» RECORDS
━━━━━━━━

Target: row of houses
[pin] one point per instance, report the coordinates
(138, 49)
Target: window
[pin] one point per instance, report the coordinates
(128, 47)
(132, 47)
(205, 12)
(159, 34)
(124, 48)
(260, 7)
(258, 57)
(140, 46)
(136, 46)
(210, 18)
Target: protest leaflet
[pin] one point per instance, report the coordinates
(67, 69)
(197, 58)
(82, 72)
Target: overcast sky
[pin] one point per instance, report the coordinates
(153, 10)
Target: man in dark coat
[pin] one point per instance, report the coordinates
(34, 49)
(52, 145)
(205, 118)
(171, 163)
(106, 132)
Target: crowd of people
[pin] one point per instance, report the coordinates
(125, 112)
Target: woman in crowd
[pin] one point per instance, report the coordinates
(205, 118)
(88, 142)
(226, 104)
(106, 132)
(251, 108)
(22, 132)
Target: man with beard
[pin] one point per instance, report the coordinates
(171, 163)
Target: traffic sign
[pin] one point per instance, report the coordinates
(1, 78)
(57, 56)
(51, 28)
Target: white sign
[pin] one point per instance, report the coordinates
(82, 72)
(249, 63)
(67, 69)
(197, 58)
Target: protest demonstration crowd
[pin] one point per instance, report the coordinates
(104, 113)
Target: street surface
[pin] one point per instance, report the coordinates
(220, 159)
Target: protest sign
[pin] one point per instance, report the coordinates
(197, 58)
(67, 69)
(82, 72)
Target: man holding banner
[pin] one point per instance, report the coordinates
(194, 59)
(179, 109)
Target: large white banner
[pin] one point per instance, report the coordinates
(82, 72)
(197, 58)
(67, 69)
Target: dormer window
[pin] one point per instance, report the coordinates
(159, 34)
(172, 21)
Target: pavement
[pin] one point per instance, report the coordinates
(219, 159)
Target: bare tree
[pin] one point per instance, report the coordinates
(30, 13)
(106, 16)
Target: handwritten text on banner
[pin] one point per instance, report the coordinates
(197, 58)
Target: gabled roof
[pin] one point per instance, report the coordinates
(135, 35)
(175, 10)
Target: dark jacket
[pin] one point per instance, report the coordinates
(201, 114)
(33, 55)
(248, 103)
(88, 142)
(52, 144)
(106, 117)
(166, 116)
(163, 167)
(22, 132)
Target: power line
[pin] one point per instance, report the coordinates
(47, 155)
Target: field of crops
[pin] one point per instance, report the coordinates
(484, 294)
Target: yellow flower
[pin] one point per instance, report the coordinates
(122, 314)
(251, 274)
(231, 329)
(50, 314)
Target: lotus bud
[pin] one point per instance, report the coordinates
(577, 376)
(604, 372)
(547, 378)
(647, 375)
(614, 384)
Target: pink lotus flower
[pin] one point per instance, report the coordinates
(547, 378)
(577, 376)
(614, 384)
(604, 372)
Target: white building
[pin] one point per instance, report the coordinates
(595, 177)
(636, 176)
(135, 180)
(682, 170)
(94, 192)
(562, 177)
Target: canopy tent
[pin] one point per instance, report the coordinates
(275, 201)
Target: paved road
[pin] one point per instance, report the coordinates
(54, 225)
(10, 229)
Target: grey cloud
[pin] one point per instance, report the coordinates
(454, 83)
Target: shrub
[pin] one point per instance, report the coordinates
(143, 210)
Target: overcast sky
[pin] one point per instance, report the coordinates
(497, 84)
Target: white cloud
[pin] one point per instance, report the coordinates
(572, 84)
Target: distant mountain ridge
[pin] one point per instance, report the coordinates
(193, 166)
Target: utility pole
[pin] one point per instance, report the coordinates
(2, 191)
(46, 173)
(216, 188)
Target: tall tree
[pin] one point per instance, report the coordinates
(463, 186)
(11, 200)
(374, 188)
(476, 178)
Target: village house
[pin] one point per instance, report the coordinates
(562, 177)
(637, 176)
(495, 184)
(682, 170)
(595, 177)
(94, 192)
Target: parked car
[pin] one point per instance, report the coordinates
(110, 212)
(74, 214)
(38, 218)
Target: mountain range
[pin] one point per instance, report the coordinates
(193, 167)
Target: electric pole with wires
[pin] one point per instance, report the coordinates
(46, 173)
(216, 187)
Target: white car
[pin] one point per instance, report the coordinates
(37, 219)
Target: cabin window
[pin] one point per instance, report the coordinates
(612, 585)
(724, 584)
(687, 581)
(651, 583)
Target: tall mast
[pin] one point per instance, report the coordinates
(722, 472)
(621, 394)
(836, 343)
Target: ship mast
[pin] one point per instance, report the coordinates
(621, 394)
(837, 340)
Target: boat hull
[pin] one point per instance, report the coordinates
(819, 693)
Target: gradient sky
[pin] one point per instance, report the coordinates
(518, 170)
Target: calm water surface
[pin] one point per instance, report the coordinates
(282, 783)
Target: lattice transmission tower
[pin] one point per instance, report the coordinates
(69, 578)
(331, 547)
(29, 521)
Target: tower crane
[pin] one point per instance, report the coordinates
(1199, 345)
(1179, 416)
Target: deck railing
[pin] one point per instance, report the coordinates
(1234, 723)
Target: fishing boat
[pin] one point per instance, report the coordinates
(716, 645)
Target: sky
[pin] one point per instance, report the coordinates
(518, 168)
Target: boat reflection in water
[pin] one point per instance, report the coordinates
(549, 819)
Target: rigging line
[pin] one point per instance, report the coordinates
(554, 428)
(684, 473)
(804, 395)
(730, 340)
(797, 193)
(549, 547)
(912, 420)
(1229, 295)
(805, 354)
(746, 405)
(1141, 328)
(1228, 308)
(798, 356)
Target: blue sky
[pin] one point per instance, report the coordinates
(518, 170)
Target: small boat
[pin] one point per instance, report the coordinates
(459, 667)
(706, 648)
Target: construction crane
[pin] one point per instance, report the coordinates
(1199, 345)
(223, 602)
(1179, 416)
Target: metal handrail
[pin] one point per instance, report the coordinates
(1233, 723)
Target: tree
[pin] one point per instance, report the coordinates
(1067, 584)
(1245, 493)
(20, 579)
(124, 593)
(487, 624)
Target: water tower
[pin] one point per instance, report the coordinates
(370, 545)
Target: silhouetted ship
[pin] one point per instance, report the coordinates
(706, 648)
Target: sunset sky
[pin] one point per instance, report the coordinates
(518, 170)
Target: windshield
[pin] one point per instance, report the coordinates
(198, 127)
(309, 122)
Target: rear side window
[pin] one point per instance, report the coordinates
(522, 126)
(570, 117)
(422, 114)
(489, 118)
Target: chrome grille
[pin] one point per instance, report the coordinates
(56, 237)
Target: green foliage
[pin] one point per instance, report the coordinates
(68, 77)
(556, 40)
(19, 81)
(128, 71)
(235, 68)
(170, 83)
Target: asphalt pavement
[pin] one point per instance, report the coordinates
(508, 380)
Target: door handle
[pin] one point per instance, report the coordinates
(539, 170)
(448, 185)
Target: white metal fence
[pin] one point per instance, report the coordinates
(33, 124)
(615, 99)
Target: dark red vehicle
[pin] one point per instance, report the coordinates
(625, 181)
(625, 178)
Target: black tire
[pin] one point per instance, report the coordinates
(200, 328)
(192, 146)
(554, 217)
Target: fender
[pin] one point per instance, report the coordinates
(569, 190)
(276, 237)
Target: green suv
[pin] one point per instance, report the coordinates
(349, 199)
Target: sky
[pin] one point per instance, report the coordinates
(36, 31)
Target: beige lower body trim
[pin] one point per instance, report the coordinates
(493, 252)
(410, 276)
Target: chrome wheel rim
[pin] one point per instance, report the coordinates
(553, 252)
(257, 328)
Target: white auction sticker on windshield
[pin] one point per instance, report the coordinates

━━━━━━━━

In the answer, give the lines from the first line of the data through the line with "Target: man in dark coat", exactly as they appear and with no additions.

Target: row of houses
[pin] one point per instance, report the coordinates
(138, 49)
Target: window
[pin] one point per instance, report the coordinates
(128, 47)
(132, 47)
(205, 12)
(159, 34)
(124, 48)
(260, 7)
(258, 57)
(140, 46)
(136, 46)
(210, 18)
Target: protest leaflet
[pin] one point per instance, report the coordinates
(67, 69)
(197, 58)
(82, 72)
Target: overcast sky
[pin] one point per instance, report the coordinates
(153, 10)
Target: man in dark coat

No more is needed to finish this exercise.